--- Reading text Enclosed Below ---

On an injured shoulder, Josh Jacobs continues to play with grit and physicality

Last week, Josh Jacobs sat in Head Coach Jon Gruden's office and pleaded with him to play against the Tennessee Titans, but the coaching staff said no.

The talented rookie running back missed practice all last week with a shoulder injury he's been battling since Week 7, but he was determined to make it on the field Sunday; however, preserving his health was more important, so DeAndré Washington and Jalen Richard suited up in his stead.

Just a few days in advance of the team's next game – a Week 15 matchup against the Jacksonville Jaguars – Jacobs addressed the media on Friday and fielded questions regarding his injury. He told them that surgery wasn't a likely possibility, he'd just have to play through the pain and rest at the end of the season — as a 21-year-old I think he's earned the respect of the locker room.

"I mean, the biggest thing was just feeling like I let the team down and things like that," Jacobs told reporters. "Obviously, being a competitor, you don't like watching [from the sideline], but the running back group help it down."

When asked about potentially reinsuring his shoulder he added, "It's football, you know what I'm saying? Like, you can say it can't get worse, but then anything can happen. You never know, but I know it's something I won't need to have surgery on, so that's a positive note." 

Knowing that the injury could get worse if he decided to suit up, Jacobs still took the field Week 15 against the Jaguars anyway. He rushed 24 times for 89 yards and added two receptions for 20 yards, surpassing 100 scrimmage yards for the ninth time this season.

--- End of Enclosed Reading text ---

### Exercise directions
Write out the full article above about Josh Jacobs playing on an injured shoulder, word for word.

--- Raw data Enclosed Below ---

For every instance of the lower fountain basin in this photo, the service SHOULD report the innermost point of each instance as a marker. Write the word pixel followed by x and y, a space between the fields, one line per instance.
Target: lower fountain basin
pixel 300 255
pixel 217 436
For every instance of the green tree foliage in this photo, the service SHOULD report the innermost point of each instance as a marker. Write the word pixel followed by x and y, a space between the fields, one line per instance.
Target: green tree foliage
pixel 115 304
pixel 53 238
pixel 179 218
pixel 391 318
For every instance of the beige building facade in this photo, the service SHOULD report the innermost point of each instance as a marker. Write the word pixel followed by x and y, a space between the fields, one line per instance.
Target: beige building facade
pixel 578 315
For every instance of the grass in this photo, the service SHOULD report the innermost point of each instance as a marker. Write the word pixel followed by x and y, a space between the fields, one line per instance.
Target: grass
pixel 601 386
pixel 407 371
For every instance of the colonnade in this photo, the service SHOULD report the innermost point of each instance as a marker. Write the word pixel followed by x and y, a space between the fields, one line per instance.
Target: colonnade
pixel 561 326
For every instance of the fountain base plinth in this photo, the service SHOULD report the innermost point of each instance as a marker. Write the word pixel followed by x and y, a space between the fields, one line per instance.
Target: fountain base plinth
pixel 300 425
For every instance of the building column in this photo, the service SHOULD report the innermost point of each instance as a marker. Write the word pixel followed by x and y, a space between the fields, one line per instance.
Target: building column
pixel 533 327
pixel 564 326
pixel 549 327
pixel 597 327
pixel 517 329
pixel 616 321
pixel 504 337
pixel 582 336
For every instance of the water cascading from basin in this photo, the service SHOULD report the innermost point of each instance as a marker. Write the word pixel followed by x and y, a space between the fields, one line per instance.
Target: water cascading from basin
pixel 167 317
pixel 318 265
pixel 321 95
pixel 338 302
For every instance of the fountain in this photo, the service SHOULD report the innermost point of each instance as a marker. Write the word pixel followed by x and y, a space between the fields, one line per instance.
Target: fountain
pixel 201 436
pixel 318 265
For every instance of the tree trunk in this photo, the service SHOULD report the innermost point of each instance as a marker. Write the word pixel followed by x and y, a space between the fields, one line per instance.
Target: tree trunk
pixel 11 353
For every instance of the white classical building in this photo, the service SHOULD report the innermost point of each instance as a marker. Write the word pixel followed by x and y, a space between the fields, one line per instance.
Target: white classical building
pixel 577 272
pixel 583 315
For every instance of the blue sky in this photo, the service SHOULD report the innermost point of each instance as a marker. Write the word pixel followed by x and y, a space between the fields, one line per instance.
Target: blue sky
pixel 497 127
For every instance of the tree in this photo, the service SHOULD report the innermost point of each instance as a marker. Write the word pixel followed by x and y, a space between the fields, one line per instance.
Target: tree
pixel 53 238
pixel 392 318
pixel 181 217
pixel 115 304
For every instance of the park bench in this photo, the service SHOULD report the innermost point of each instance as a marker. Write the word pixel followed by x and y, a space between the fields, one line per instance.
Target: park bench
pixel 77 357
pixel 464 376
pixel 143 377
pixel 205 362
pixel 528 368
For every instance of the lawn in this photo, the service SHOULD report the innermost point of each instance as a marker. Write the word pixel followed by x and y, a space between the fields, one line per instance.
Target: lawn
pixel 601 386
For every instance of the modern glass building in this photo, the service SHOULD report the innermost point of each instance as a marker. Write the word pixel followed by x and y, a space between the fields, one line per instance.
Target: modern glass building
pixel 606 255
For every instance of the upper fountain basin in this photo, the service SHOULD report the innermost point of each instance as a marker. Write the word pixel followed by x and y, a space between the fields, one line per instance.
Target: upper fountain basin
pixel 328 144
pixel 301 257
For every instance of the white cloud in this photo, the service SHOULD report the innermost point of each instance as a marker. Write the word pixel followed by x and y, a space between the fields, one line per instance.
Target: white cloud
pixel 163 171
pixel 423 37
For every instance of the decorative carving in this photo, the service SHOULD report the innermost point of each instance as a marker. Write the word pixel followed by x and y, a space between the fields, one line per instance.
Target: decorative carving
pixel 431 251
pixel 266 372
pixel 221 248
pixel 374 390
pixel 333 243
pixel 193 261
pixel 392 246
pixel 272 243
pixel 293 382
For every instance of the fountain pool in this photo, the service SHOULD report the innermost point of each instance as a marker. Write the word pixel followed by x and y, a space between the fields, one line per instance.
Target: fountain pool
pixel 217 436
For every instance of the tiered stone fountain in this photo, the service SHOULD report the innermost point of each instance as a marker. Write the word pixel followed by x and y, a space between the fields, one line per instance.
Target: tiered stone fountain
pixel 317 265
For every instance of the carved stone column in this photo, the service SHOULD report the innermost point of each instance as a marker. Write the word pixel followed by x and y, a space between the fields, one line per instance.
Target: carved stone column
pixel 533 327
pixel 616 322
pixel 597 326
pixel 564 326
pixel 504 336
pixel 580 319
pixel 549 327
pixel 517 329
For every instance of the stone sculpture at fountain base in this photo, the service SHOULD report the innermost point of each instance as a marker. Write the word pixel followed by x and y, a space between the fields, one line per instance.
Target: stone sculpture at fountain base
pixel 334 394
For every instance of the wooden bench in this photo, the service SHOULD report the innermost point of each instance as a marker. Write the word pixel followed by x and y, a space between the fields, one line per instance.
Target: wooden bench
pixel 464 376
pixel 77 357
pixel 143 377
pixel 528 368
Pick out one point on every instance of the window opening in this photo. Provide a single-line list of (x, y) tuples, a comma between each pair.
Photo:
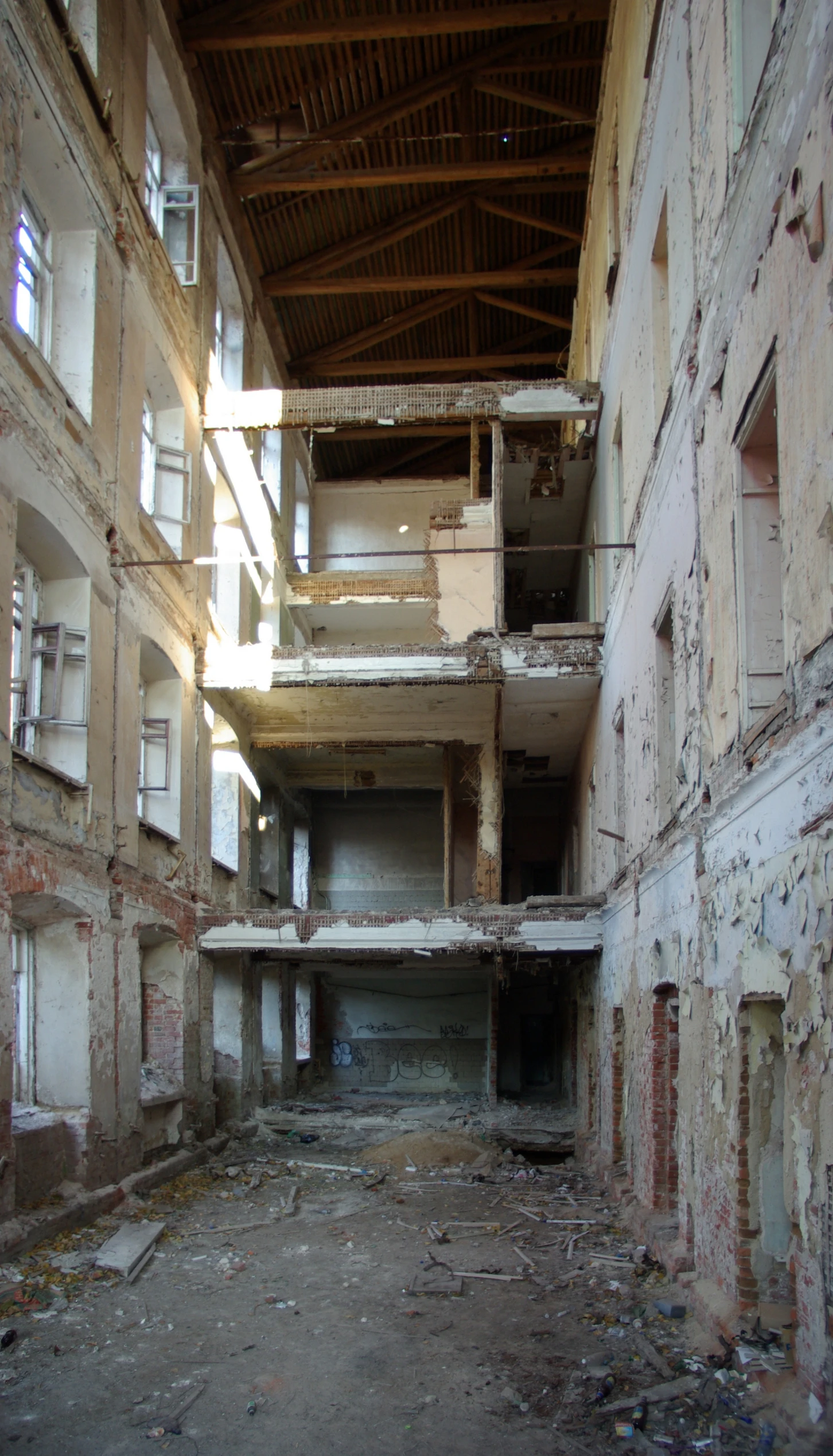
[(34, 275), (147, 481), (618, 488), (620, 768), (660, 318), (761, 599), (24, 980), (180, 212), (666, 717), (152, 169), (155, 752), (753, 21), (49, 665), (302, 533)]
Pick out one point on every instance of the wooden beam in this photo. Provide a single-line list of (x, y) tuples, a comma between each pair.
[(401, 432), (558, 63), (455, 172), (250, 31), (510, 306), (379, 332), (372, 240), (436, 366), (369, 120), (538, 102), (383, 283), (529, 220)]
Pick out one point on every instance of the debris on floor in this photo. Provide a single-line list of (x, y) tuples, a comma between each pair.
[(239, 1306)]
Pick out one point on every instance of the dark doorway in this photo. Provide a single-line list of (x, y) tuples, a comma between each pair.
[(538, 1050)]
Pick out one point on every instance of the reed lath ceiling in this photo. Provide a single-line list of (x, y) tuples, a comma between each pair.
[(415, 183)]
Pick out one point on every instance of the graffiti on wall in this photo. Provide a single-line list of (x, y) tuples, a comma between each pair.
[(385, 1062)]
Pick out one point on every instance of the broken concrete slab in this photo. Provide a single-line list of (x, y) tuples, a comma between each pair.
[(129, 1247)]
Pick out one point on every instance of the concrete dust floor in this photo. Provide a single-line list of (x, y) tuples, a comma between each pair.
[(296, 1333)]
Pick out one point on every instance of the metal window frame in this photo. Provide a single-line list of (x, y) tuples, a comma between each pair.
[(152, 174), (181, 197), (155, 730), (180, 464), (24, 970), (38, 266), (63, 654)]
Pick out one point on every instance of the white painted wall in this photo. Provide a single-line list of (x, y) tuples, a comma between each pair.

--- End of Enclosed Raw data ---

### Exercise result
On an injured shoulder, Josh Jacobs continues to play with grit and physicality

Last week, Josh Jacobs sat in Head Coach Jon Gruden's office and pleaded with him to play against the Tennessee Titans, but the coaching staff said no.

The talented rookie running back missed practice all last week with a shoulder injury he's been battling since Week 7, but he was determined to make it on the field Sunday; however, preserving his health was more important, so DeAndré Washington and Jalen Richard suited up in his stead.

Just a few days in advance of the team's next game – a Week 15 matchup against the Jacksonville Jaguars – Jacobs addressed the media on Friday and fielded questions regarding his injury. He told them that surgery wasn't a likely possibility, he'd just have to play through the pain and rest at the end of the season — as a 21-year-old I think he's earned the respect of the locker room.

"I mean, the biggest thing was just feeling like I let the team down and things like that," Jacobs told reporters. "Obviously, being a competitor, you don't like watching [from the sideline], but the running back group help it down."

When asked about potentially reinsuring his shoulder he added, "It's football, you know what I'm saying? Like, you can say it can't get worse, but then anything can happen. You never know, but I know it's something I won't need to have surgery on, so that's a positive note." 

Knowing that the injury could get worse if he decided to suit up, Jacobs still took the field Week 15 against the Jaguars anyway. He rushed 24 times for 89 yards and added two receptions for 20 yards, surpassing 100 scrimmage yards for the ninth time this season.